WHAT THE EXERCISE ASKS:
Transcribe the data below verbatim from the line with "Return one point per instance of the animal's head, each" to the line with "Return one point per instance of the spotted". Include both of those lines.

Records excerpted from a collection
━━━━━━━━━━━━━━━━━━━━

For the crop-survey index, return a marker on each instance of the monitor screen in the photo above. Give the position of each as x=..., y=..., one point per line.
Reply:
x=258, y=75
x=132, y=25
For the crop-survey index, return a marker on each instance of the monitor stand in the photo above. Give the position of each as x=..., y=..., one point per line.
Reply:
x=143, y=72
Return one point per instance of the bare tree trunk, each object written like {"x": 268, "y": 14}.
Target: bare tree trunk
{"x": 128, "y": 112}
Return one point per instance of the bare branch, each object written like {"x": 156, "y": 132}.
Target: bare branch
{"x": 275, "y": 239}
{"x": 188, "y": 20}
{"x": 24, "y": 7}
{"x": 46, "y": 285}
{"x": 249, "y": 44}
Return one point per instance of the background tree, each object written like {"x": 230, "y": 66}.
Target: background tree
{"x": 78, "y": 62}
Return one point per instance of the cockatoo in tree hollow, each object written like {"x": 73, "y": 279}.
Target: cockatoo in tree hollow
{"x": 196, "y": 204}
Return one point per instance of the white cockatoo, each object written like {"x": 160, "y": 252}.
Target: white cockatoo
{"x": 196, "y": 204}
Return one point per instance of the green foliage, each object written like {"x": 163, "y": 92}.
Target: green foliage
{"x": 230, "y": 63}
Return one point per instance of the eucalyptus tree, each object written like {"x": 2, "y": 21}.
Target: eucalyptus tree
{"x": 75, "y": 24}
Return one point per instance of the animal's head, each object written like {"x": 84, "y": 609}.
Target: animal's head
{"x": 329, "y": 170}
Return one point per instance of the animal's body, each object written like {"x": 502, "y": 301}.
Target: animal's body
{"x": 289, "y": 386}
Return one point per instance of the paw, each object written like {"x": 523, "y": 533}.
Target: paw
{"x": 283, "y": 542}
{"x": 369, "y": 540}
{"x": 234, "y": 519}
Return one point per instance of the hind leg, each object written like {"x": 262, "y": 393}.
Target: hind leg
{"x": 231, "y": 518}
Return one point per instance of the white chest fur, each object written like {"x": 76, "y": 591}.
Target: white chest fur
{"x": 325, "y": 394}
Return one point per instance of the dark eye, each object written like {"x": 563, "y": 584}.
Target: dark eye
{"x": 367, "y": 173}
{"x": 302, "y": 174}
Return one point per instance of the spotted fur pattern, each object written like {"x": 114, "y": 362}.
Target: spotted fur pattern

━━━━━━━━━━━━━━━━━━━━

THE ANSWER:
Return one point per instance of the animal's head, each object written like {"x": 84, "y": 609}.
Target: animal's head
{"x": 329, "y": 170}
Return one point per instance of the animal's body, each object written like {"x": 502, "y": 301}.
Target: animal's body
{"x": 289, "y": 386}
Return one point per instance of the paw, each object written like {"x": 523, "y": 533}.
Target: paw
{"x": 283, "y": 542}
{"x": 369, "y": 540}
{"x": 234, "y": 519}
Return one point per instance of the hind leg, each object written like {"x": 262, "y": 393}.
Target: hind leg
{"x": 231, "y": 518}
Return one point per instance of the white chest fur, each object written like {"x": 76, "y": 591}.
Target: white chest fur
{"x": 325, "y": 394}
Return one point per instance of the dark eye, each object written like {"x": 563, "y": 584}.
Target: dark eye
{"x": 367, "y": 173}
{"x": 302, "y": 174}
Return one point per instance of the spotted fur pattern, each object written like {"x": 114, "y": 362}.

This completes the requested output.